Soy milk is a great alternative to cow’s milk for people suffering from lactose intolerance because they are lactose sugar-free. However, their main problem is the low content and usability of calcium. Calcium is essential for maintaining the bone mass, teeth and muscles activity. Soy milk contains 200 mg of calcium per liter, but cow’s milk 1200 mg. Therefore, milk and dairy products are recommended as their optimal source. Soybeans contain high amount of vitamin E, which helps protect cells from oxidative stress. The vitamin C content is zero, but it can be increased by soaking.


Soybeans contain a moderate amount of substances known as purines, a typical legume ingredient, whose consumption should be reduced in individuals suffering from gout. People with a higher risk of developing calcium-oxalate kidney stones should reduce consumption of soy foods because of high oxalate content. Soybeans also contain goitrogenic substances that cause inadequate synthesis of thyroid hormones, which is reflected in reduced function and visible swelling. Their negative effects can be decreased by heat treatment due to their thermolabile nature.

▸ **Information**
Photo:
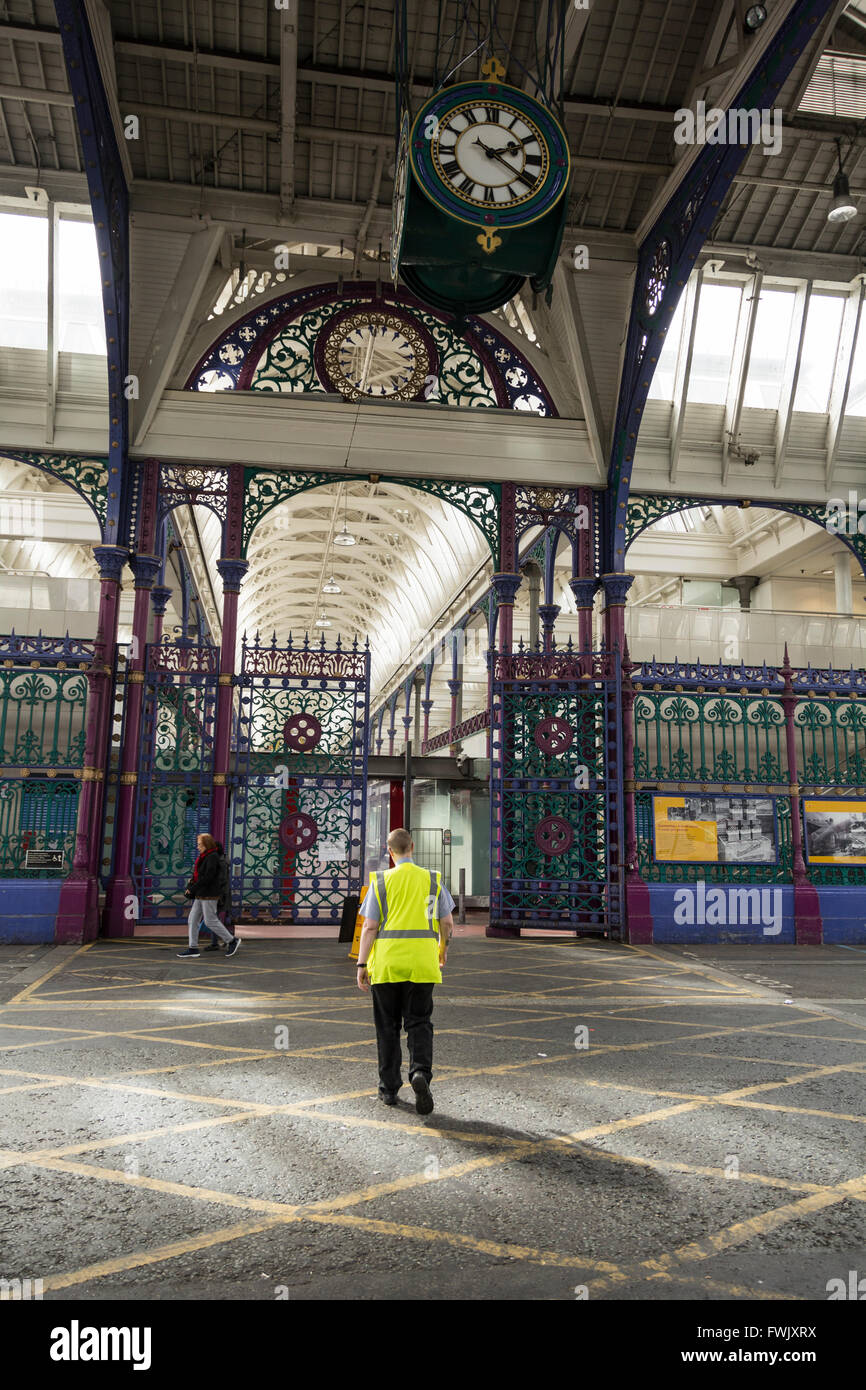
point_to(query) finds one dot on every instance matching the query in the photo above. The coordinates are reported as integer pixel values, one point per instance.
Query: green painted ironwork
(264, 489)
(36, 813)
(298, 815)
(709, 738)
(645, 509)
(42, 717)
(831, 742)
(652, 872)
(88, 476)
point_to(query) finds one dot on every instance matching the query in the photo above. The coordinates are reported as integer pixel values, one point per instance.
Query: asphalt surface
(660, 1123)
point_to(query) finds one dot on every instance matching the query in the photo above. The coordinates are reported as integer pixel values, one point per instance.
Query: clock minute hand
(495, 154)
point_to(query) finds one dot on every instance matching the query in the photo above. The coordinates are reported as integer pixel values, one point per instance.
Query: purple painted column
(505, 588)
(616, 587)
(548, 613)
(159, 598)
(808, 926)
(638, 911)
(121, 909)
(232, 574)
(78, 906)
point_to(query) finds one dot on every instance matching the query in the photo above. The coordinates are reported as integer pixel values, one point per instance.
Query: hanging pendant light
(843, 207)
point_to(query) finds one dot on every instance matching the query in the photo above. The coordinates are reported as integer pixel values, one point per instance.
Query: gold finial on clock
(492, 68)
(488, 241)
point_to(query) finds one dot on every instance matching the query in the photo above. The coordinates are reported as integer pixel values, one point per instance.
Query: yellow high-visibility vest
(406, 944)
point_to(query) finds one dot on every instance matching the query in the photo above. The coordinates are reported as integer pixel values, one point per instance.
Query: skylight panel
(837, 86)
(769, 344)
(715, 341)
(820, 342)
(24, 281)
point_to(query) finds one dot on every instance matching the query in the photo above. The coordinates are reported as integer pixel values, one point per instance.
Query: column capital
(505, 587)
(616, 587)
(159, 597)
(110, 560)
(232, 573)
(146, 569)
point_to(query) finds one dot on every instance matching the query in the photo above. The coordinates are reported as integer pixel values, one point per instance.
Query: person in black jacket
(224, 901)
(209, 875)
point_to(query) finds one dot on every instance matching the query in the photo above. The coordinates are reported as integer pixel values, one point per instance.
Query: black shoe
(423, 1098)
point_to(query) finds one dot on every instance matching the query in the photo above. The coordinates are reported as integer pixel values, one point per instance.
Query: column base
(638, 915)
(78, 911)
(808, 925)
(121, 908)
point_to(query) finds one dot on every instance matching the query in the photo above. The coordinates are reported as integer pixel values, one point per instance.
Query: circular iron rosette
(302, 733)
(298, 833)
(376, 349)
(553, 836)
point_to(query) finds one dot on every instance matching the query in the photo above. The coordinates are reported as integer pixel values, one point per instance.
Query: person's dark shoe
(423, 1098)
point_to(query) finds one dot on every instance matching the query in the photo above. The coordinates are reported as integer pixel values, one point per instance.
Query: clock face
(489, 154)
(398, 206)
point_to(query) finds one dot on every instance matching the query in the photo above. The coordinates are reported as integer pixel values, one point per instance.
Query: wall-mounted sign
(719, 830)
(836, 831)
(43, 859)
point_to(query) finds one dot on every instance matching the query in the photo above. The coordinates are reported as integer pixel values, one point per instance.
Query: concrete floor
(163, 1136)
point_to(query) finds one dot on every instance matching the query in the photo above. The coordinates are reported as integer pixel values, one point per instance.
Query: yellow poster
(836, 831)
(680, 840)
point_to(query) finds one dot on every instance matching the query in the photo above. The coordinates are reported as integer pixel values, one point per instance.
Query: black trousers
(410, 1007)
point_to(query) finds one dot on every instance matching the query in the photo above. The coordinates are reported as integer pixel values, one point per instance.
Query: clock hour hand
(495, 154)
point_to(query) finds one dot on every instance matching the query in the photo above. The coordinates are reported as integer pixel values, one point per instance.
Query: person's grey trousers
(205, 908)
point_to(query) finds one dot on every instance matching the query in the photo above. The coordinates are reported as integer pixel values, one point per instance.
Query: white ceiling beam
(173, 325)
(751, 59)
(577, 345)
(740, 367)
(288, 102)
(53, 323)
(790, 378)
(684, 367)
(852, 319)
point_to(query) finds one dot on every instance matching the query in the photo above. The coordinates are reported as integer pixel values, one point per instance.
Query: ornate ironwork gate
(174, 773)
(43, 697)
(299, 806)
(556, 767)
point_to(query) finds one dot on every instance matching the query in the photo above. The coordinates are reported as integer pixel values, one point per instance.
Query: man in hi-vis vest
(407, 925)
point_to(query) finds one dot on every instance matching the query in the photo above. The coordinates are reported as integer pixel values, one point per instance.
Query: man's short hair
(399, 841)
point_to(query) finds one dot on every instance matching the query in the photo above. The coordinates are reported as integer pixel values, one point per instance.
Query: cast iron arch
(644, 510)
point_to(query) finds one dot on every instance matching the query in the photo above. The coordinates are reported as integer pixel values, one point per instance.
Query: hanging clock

▸ **Work order**
Please state how much calcium per liter soy milk contains, according to the passage on soy.

▸ **Answer to this problem**
200 mg per liter.